Can you carry the drill bit patent description below forward, picking up right after its final sentence?

======== Passage provided

FIG. 3 is a diagrammatic end view of one form of drill bit in accordance with the present invention,

FIG. 4 is a sectional view showing the bottom hole pattern cut by a line of cutters in the drill bit of FIG. 3,

FIGS. 5 and 6 are similar views to FIG. 4 showing alternative cutter configurations in accordance with the invention,

FIG. 7 is a diagrammatic section taken along a circumference of a drill bit showing one arrangement of the primary and secondary cutters,

FIG. 8 is a similar view to FIG. 7 showing an alternative arrangement of primary and secondary cutters,

FIG. 9 is a similar view showing a primary cutter with a back-up element,

FIG. 10 is a diagrammatic end view of a further form of drill bit in accordance with the invention,

FIG. 11 is a diagrammatic sectional representation of the cutting pattern of a line of cutters in the drill bit of FIG. 10,

FIG. 12 is a diagrammatic end view of another form of drill bit in accordance with the present invention,

FIG. 13 is a sectional view showing the bottom hole pattern cut by a line of cutters in the drill bit of FIG. 12,

FIG. 14 is a diagrammatic end view of a further of drill bit in accordance with the present invention, and

FIG. 15 is a sectional view showing the bottom hole pattern cut by a line of cutters in the drill bit of FIG. 3.

DETAILED DESCRIPTION OF THE PREFERRED EMBODIMENTS

Referring to the prior art arrangement shown in FIGS. 1 and 2, the end face 10 of the bit body 11 is formed with a number of blades 12, a series of PDC cutting elements 13 being spaced apart side-by-side in a generally radial direction along each blade. For the purposes of illustration, three such blades 12 are shown in FIG. 1 but it will be appreciated by those skilled in the art that any number of blades may be employed and the blades may carry different numbers of cutters.

================
======== Supplied entries

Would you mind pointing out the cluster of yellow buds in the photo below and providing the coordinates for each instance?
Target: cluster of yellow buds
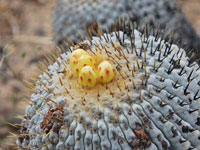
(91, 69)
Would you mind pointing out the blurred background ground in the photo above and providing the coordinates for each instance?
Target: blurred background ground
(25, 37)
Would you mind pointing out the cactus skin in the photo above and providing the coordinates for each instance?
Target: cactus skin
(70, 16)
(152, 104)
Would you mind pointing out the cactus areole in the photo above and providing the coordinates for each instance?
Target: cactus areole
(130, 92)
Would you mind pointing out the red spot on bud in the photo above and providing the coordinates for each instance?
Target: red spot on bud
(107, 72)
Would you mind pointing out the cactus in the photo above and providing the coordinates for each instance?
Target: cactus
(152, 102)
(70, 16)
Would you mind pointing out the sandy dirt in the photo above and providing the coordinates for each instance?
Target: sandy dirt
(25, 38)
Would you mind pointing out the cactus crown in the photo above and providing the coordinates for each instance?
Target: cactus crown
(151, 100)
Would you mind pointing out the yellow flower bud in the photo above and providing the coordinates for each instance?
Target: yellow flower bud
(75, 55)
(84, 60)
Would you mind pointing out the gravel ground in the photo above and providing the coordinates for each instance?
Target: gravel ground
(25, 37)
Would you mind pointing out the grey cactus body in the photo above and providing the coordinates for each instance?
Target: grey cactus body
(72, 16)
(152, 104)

================

* [Result of this exercise]
In accordance with the principles previously mentioned, it has hitherto been the usual practice for the cutters 13 to be so located on their respective blades that the path swept out by each cutter overlaps the paths swept out by two or more other cutters which are located at slightly greater or lesser radial distances from the axis 14 of rotation of the bit. According to the prior art arrangement of FIGS. 1 and 2, however, the cutters are divided into a number of concentric radially spaced circular arrays of cutters, The cutters in each array are mounted on different blades 12 and are thus spaced circumferentially apart around the axis 14, the cutters in each circular array being disposed at substantially the same radial distance from the axis 14 so that all of the cutters in each circular array sweep out essentially the same circular path.

As a result, the cutting profile of the drill bit comprises a series of concentric annular grooves and, during drilling, as best seen in FIG. 2, each array of cutters 13 cuts an annular groove 15 in the formation 16, leaving an annular upstanding ridge 17 of formation between adjacent arrays of cutters. As previously described, the ribs 17 tend to inhibit lateral displacement of the drill bit during drilling.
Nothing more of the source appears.